TASK LIST
A. In the circumcision article, who is the senior rabbi at Valley Beth Shalom?
B. Condense the paragraph of the circumcision article that opens "In recent weeks" into two or three sentences, keeping its main facts.
C. Continue the circumcision article after its final paragraph, which quotes Maureen Dowd.

SELECTED TEXT
In recent weeks, national public discourse has steadily focused on the male sex organ. First, California ballot measures advocating for the ban of male circumcision caught national attention, sparking intense debate between proponents of the religious ritual (“It has health benefits!”) and those who oppose it (“It’s genital mutilation!”). And then, in a discomfiting display of his own Semitic snip, Rep. Anthony Weiner (D-N.Y.) injudiciously Tweeted a picture of his package to an online coquette, unleashing a flurry of online-liaison confessionals and prompting calls for him to resign from Congress.
Before that, the spotlight shone squarely on Arnold Schwarzenegger and Dominique Strauss-Kahn, whose stunning sexual appetites led to emasculating consequences.
How ironic, then, that tales of male sexual deviance are met with reminders of religious restraint. God can be so calculating. All these “peccant peckers,” as Christopher Hitchens calls them, have men, in general, in a pickle.
Naturally, a first line of defense is to protect one’s private part.
During a friendly Tweetin’ tussle last week with his producer Eli Roth, actor Russell Crowe expressed his contempt for cutting: “Circumcision is barbaric and stupid,” he direct-tweeted to the “Inglourious Basterds” star.
“Who are you to correct nature? Is it real that God requires a donation of foreskin? Babies are perfect. [I have] many Jewish friends, I love my Jewish friends, I love the apples and the honey and the funny little hats but stop cutting yr [your] babies.”
That Crowe, who won stardom (and an Oscar) for playing a Roman gladiator, is unable to distinguish between real barbarism and a religious ritual that profits health is mildly dispiriting, especially when one of circumcision’s central aims is to curb male barbarism. Men are supposed to be reminded of God and, one could argue, moral behavior, in the very place they are most likely to betray religious ideals.
“Circumcision is the indelible symbol that a man can be more than just an animal,” Rabbi Ed Feinstein, senior rabbi at Valley Beth Shalom, said. “The fact that you seal your connection with God and with tradition into that organ makes it incredibly difficult for that organ to be used as a weapon of manipulation or destruction. For men, this is the center of being: Is masculinity to be defined in terms of power and violence, or control and strength? What you see in the news is what happens when men make the wrong choice.”
All the hullabaloo over men behaving badly has proved an opportune moment for women, who are foisting their feminist critiques about different gendered approaches to power.
“[M]aybe feminists have learned that male development stops at power,” New York Times columnist Maureen Dowd wrote about a string of prominent men — Bill Clinton, Newt Gingrich, John Edwards, Eliot Spitzer, et al — involved in high-profile sex scandals.

RAW DATA
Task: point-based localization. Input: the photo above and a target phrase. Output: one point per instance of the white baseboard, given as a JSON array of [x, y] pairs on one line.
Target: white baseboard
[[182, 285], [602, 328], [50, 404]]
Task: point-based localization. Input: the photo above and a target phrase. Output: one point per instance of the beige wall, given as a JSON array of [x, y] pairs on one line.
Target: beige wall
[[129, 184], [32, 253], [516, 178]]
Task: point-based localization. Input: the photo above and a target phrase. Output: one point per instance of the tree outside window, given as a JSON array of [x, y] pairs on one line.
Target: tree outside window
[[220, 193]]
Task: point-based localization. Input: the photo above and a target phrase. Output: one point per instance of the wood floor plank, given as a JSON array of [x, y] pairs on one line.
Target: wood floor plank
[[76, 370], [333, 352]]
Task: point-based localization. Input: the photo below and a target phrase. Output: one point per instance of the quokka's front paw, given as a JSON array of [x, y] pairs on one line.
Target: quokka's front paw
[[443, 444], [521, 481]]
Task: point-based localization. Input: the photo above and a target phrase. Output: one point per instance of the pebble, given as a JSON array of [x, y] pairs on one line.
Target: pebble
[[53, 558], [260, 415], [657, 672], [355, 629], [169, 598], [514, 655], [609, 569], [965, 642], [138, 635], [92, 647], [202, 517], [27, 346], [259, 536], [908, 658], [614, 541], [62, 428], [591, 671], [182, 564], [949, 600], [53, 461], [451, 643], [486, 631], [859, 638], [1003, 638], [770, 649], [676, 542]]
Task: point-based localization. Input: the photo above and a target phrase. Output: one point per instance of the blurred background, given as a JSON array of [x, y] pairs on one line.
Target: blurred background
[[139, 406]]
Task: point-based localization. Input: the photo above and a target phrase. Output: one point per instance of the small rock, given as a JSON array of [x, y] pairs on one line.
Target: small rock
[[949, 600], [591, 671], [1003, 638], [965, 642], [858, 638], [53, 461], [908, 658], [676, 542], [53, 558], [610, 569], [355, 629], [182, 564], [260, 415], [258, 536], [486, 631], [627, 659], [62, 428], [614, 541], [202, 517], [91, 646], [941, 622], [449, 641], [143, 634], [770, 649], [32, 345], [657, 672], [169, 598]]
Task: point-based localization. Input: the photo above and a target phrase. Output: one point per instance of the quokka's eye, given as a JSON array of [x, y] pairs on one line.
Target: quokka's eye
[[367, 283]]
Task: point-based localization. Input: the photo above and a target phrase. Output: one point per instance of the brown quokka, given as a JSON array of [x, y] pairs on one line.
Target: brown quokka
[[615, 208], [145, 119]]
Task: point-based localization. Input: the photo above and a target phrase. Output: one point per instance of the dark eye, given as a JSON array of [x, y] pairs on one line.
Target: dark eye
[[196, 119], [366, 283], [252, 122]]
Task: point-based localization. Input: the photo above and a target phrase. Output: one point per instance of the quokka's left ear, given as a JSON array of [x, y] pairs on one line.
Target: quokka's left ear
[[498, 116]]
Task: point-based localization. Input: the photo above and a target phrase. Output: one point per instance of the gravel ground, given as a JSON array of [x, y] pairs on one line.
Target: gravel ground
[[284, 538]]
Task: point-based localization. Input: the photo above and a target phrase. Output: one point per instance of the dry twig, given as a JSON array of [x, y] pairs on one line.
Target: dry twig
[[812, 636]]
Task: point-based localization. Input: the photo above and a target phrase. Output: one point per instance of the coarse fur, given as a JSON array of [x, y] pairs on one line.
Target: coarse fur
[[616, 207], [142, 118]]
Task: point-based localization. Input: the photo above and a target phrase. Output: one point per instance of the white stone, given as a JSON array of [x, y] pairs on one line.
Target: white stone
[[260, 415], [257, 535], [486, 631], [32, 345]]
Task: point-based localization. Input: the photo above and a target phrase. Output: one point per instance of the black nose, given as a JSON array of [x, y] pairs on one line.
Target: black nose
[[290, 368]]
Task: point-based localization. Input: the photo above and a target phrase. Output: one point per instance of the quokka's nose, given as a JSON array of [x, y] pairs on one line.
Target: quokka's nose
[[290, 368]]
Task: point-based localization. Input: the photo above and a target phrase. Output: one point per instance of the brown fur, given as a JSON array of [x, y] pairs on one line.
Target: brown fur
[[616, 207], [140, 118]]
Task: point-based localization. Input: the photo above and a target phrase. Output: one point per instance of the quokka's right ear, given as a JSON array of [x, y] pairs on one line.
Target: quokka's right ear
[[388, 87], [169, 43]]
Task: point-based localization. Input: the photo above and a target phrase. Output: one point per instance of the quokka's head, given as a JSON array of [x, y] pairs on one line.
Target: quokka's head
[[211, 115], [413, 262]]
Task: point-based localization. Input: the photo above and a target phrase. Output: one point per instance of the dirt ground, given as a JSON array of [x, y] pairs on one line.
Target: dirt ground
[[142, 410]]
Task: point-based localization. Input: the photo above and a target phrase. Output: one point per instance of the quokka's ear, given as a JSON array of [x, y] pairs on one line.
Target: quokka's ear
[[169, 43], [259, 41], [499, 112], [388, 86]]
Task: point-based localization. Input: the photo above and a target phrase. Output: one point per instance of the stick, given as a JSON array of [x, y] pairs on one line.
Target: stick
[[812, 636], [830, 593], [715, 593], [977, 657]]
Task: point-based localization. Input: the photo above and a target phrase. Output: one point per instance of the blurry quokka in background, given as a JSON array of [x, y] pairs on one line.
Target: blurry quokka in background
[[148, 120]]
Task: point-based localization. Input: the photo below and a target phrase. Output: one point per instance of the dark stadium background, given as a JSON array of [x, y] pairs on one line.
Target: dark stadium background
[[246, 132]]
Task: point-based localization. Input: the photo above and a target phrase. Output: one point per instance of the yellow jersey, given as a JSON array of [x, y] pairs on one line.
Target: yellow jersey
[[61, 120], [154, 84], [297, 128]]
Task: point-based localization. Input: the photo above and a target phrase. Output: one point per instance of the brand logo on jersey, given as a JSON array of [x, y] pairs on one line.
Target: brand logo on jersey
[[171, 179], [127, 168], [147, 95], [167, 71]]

EXPECTED OUTPUTS
A. Rabbi Ed Feinstein

B. National attention has lately centered on the male sex organ. California ballot measures to ban male circumcision set off a fierce debate between supporters, who cite health benefits, and opponents, who call it genital mutilation. Then Rep. Anthony Weiner (D-N.Y.) tweeted a picture of his genitals to an online flirt, which led to a wave of online-affair confessions and calls for him to resign from Congress.

C.
On ABC’s “This Week With Christiane Amanpour,” a roundtable discussion on sex and politics became an exercise in female moral superiority.
“You’d be hard pressed to find a sex scandal involving a female politician these days,” Amanpour began, “which begs the question: What if there were more women in politics and in positions of power? Would they change the way business is done from Washington to Wall Street and beyond?”
The panel included a former Bush administration official and, strangely, Cécilia Attias, the former first lady of France and Nicolas Sarkozy’s second wife, who ran off with her lover during their marriage. But the discussion resorted to clichés: Women don’t cheat “because we don’t have the time”; “the perils of too much testosterone”; “women are attracted to [men in] power,” etc. By contast, an essay in Sunday’s New York Times suggested that while women enter politics more nobly to “do something” with their power, the seemingly shallower sex does so to “become something.”
“Women run because there is some public issue that they care about, some change they want to make, some issue that is a priority for them, and men tend to run for office because they see this as a career path,” Debbie Walsh, director of the Center for American Women and Politics at Rutgers University, told The Times.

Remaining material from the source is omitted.